## Given request
State how many lines in the records contain the string "hand", matching case exactly, and reply with the number alone.

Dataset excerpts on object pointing
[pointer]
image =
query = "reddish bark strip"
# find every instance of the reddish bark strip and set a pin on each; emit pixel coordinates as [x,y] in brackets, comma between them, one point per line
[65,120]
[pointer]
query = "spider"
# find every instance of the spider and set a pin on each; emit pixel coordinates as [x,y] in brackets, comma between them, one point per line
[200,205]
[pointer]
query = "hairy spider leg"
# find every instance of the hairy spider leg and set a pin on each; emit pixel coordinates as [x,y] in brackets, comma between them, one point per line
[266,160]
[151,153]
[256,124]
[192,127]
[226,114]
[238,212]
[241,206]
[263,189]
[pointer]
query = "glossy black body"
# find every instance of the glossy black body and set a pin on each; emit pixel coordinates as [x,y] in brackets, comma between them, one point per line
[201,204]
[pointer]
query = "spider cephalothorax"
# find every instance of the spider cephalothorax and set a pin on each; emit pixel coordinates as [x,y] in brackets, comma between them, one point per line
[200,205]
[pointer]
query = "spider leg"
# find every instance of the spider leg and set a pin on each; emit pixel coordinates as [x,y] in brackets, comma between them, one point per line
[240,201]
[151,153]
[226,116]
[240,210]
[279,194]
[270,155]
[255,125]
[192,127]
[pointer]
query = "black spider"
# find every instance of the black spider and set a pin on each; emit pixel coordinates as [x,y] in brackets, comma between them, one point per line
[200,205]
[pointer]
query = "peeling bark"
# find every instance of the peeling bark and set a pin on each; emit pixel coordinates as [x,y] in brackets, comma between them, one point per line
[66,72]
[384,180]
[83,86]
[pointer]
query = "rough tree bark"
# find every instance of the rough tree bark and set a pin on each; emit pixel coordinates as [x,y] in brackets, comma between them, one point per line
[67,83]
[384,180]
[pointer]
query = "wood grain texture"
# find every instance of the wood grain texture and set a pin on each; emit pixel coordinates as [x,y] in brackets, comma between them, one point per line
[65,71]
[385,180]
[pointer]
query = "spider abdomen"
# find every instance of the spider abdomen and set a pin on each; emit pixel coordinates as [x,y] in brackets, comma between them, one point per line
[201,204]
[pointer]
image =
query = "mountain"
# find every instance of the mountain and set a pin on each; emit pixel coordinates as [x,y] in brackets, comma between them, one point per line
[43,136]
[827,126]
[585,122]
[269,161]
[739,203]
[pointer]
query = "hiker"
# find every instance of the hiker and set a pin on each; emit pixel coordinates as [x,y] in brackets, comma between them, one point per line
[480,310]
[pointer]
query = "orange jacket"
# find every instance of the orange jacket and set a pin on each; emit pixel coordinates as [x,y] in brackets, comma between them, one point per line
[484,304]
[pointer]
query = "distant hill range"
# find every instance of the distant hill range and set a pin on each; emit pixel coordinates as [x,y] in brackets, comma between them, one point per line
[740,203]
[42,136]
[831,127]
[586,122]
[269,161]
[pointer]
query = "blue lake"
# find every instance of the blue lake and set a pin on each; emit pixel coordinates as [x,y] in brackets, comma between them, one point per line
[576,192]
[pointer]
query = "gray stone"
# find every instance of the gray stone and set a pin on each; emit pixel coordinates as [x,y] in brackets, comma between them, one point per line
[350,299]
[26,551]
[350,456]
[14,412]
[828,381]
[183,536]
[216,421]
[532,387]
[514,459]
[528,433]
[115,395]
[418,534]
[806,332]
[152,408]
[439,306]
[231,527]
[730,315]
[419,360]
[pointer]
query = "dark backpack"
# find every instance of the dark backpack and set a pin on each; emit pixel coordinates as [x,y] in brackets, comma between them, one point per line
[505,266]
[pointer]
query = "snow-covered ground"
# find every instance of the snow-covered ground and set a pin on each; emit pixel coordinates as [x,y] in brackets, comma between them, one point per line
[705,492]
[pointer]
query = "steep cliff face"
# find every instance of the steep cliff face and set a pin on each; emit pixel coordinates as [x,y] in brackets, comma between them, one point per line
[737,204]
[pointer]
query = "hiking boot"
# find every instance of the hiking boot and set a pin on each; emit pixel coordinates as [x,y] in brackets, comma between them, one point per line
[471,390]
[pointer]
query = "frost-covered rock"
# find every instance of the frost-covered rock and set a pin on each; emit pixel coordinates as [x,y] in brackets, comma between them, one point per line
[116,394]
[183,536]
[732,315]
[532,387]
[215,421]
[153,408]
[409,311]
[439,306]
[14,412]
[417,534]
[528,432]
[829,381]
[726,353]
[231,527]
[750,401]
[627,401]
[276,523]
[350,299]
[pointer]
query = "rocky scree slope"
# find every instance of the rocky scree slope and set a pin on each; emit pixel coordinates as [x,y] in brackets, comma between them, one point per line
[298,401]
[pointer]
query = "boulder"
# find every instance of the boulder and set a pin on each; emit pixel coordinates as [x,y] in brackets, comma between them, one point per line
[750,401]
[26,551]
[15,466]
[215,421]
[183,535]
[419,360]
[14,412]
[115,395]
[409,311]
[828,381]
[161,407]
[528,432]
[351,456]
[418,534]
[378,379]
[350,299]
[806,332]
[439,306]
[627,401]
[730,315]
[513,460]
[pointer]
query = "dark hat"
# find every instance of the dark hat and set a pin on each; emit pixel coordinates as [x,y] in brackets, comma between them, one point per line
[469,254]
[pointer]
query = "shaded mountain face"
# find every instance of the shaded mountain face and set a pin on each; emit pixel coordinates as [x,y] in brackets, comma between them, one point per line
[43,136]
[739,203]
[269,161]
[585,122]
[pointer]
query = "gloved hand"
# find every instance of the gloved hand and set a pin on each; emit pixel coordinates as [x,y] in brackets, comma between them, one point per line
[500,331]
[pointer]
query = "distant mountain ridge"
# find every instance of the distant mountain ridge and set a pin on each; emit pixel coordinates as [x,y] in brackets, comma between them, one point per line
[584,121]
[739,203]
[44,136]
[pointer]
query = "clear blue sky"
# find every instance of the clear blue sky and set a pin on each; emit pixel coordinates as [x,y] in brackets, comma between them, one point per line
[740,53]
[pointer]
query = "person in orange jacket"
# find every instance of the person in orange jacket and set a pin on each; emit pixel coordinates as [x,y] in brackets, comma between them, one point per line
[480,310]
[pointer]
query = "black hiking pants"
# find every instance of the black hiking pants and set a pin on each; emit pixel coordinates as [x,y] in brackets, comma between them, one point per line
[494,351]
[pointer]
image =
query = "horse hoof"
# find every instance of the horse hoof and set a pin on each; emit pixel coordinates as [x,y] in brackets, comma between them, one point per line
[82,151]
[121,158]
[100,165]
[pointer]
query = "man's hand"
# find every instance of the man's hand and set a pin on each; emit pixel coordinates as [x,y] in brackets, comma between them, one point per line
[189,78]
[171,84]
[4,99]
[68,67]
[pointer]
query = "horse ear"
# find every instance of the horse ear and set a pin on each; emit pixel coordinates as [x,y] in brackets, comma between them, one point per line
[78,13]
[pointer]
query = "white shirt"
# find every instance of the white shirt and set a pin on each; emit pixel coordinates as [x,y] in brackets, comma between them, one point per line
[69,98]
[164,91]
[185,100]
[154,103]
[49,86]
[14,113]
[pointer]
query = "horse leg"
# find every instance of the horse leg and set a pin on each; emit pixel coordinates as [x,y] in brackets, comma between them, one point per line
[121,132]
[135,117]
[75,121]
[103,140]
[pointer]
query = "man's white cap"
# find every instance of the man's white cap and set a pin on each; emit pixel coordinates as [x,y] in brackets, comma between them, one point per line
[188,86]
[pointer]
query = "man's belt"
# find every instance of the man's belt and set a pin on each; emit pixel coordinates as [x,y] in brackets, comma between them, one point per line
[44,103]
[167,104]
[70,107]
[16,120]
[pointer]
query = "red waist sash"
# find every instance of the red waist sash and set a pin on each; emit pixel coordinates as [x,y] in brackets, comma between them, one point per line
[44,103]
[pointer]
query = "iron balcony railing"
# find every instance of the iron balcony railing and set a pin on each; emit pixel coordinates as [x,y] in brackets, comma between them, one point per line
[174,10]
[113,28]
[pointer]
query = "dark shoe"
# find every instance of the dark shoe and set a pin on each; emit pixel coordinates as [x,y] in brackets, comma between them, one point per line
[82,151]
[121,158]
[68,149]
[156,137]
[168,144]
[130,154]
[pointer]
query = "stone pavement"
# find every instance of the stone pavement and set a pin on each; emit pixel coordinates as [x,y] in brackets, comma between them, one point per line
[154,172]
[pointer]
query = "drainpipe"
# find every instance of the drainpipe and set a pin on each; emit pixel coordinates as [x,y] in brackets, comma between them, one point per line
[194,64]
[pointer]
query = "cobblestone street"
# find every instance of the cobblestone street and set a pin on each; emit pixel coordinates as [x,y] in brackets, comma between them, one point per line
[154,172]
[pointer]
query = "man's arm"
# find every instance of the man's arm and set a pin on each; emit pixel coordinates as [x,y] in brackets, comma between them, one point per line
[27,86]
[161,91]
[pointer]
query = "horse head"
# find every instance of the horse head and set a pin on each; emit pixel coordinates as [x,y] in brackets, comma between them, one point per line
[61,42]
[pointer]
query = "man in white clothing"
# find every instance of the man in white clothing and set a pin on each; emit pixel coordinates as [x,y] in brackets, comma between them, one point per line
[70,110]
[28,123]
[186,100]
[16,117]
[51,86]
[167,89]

## Output
4